- **Reading passage**
[PATCH 8 of 8] tags: implement persistent tag caching (issue548)
Greg Ward
greg-hg at gerg.ca
Mon Jul 13 21:03:27 CDT 2009
# HG changeset patch
# User Greg Ward <greg-hg at gerg.ca>
# Date 1247536884 14400
# Node ID c456f1ebd65d7a9d947641c4f9234748bc618608
# Parent bfc26f905db3664fc1932de253db7b6f20f85772
tags: implement persistent tag caching (issue548).
- rename findglobaltags() to findglobaltags1() (so the "no cache"
implementation is still there if we need it)
- add findglobaltags2() and make findglobaltags() an alias for it
(disabling tag caching is a one-line patch)
- factor out tagcache class with methods readcache() and writecache();
the expensive part of tag finding (iterate over heads and find
.hgtags filenode) is now in tagcache.readcache()
diff --git a/mercurial/tags.py b/mercurial/tags.py
--- a/mercurial/tags.py
+++ b/mercurial/tags.py
@@ -6,16 +6,16 @@
# This software may be used and distributed according to the terms of the
# GNU General Public License version 2, incorporated herein by reference.
-# Currently this module only deals with reading tags. Soon it will grow
-# support for caching tag info. Eventually, it could take care of
-# updating (adding/removing/moving) tags too.
+# Currently this module only deals with reading tags (with caching).
+# Eventually, it could take care of updating (adding/removing/moving)
+# tags too.
from node import bin, hex
from i18n import _
import encoding
import error
-def findglobaltags(ui, repo, alltags, tagtypes):
+def findglobaltags1(ui, repo, alltags, tagtypes):
'''Find global tags in repo by reading .hgtags from every head that
has a distinct version of it. Updates the dicts alltags, tagtypes
in place: alltags maps tag name to (node, hist) pair (see _readtags()
@@ -44,6 +44,32 @@
ui, repo, fctx.data().splitlines(), fctx)

- **Supplied data**
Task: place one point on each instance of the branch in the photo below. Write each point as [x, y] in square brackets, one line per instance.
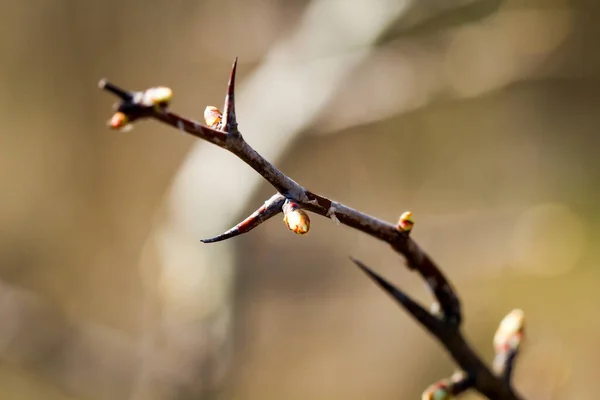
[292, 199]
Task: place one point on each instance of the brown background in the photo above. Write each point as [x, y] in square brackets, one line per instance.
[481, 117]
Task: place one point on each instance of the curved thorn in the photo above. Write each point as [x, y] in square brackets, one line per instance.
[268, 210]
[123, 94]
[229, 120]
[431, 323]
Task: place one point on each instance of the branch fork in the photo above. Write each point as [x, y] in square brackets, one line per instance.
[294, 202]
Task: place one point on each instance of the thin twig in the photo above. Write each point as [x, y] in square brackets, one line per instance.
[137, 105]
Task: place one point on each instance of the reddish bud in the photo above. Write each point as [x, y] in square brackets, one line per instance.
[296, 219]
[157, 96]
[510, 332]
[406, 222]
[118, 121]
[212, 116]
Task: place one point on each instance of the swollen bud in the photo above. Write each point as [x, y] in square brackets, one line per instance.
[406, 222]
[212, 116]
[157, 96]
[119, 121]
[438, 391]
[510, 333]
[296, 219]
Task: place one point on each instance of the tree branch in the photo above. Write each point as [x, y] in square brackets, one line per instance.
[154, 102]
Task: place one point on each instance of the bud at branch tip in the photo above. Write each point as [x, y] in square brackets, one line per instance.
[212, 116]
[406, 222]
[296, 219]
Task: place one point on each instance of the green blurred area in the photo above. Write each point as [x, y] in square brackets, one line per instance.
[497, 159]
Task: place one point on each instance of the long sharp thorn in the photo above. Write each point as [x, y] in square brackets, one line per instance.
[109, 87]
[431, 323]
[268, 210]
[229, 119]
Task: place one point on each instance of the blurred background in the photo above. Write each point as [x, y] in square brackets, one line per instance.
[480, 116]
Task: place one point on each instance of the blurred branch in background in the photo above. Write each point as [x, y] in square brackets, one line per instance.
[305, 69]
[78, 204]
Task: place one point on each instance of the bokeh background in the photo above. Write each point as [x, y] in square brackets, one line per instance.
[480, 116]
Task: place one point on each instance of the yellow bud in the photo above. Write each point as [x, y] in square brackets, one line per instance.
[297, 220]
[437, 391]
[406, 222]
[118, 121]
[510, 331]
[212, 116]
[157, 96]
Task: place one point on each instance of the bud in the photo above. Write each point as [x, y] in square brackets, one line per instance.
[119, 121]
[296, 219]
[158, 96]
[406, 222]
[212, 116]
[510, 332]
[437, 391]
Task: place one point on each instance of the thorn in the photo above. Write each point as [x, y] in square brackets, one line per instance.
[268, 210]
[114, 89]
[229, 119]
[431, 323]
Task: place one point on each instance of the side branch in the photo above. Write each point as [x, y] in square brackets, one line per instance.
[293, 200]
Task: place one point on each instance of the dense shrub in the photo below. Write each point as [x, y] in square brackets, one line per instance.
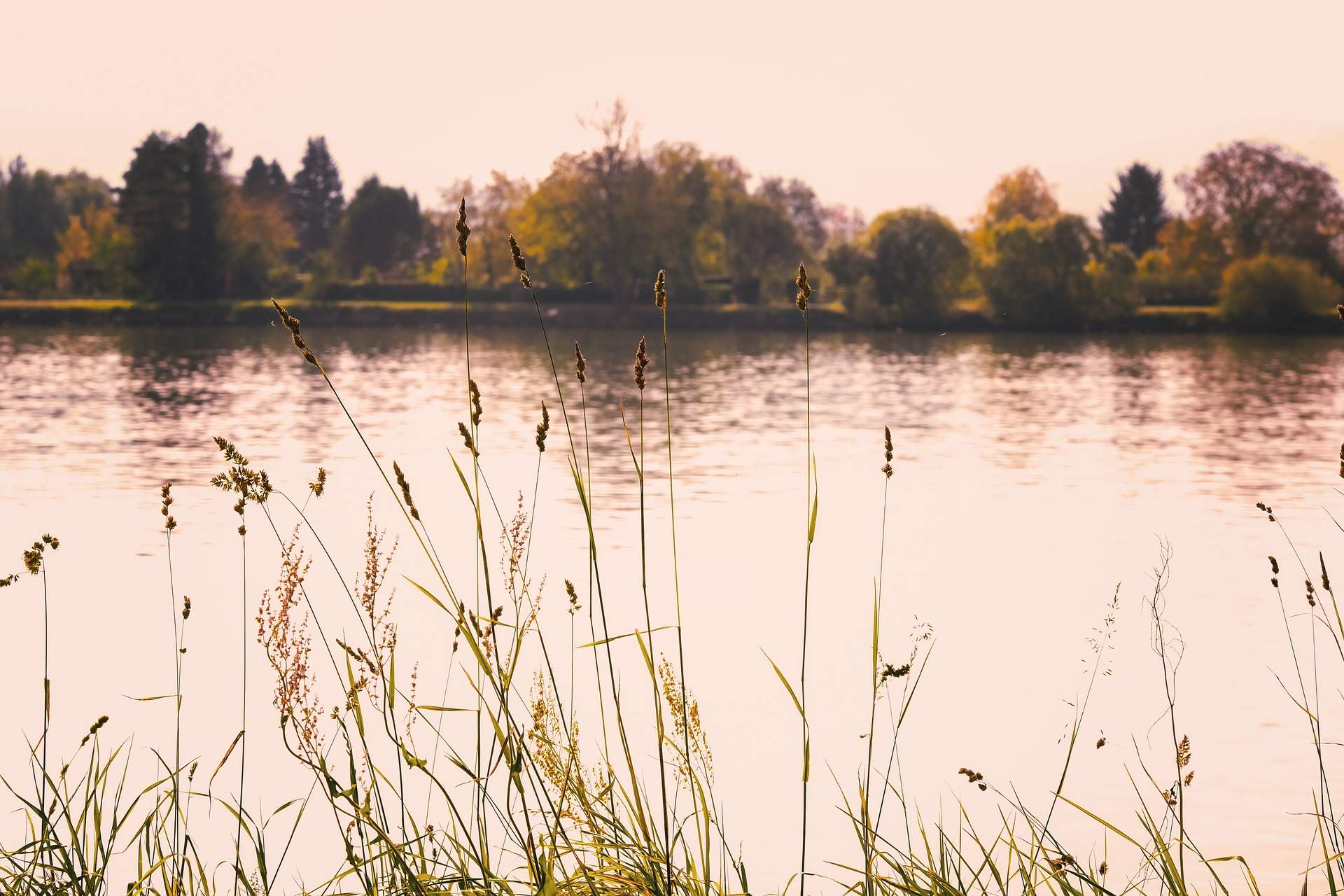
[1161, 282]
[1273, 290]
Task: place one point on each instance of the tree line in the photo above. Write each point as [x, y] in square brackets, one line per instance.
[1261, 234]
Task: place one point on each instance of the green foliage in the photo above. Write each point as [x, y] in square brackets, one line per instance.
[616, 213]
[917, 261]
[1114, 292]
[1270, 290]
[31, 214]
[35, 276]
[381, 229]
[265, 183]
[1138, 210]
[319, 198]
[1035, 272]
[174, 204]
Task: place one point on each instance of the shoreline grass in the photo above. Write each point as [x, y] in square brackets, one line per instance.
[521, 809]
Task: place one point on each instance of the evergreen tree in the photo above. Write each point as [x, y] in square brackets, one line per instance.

- **What you will do**
a - List every module named in an import statement in the tag-caching patch.
b - Resume the tag-caching patch from its last line.

- **Task answers**
a - node, i18n, encoding, error

b -
_updatetags(filetags, "global", alltags, tagtypes)
+def findglobaltags2(ui, repo, alltags, tagtypes):
+ '''Same as findglobaltags1(), but with caching.'''
+ cache = tagcache(ui, repo)
+ (heads, tagfnode) = cache.readcache()
+
+ #ui.debug("iterating over %d head(s) for .hgtags...\n" % len(heads))
+ seen = set() # set of fnode
+ fctx = None
+ for head in reversed(heads): # oldest to newest
+ fnode = tagfnode.get(head)
+ if fnode and fnode not in seen:
+ seen.add(fnode)
+ if not fctx:
+ fctx = repo.filectx('.hgtags', fileid=fnode)
+ else:
+ fctx = fctx.filectx(fnode)
+
+ filetags = _readtags(ui, repo, fctx.data().splitlines(), fctx)
+ _updatetags(filetags, 'global', alltags, tagtypes)
+
+ # and update the cache (if necessary)
+ cache.writecache(heads, tagfnode)
+
+# Set this to findglobaltags1 to disable tag caching.
+findglobaltags = findglobaltags2
+
def readlocaltags(ui, repo, alltags, tagtypes):
'''Read local tags in repo. Update alltags and tagtypes.'''
try:
@@ -120,3 +146,136 @@
alltags[name] = anode, ahist
tagtypes[name] = tagtype
+
+class tagcache(object):
+ '''Object for managing persistent tag cache. Only needs to live for
+ as long as it takes to open, read, update, and write the cache.'''
+
+ # The tag cache only stores info about heads, not the tag contents
+ # from each head. I.e. it doesn't try to squeeze out the maximum
+ # performance, but is simpler has a better chance of actually
+ # working correctly. And this gives the biggest performance win: it
+ # avoids looking up .hgtags in the manifest for every head, and it
+ # can avoid calling heads() at all if there have been no changes to
+ # the repo.
+ #
+ # Caching .hgtags content is unexpectedly difficult because of
+ # strip/rollback and tag rank. I suspect the only way to get it
+ # right is to store the exact data from .hgtags on each head -- in
+ # which case why not just read it straight from the .hgtags revlog?
+ # So that is exactly what we do.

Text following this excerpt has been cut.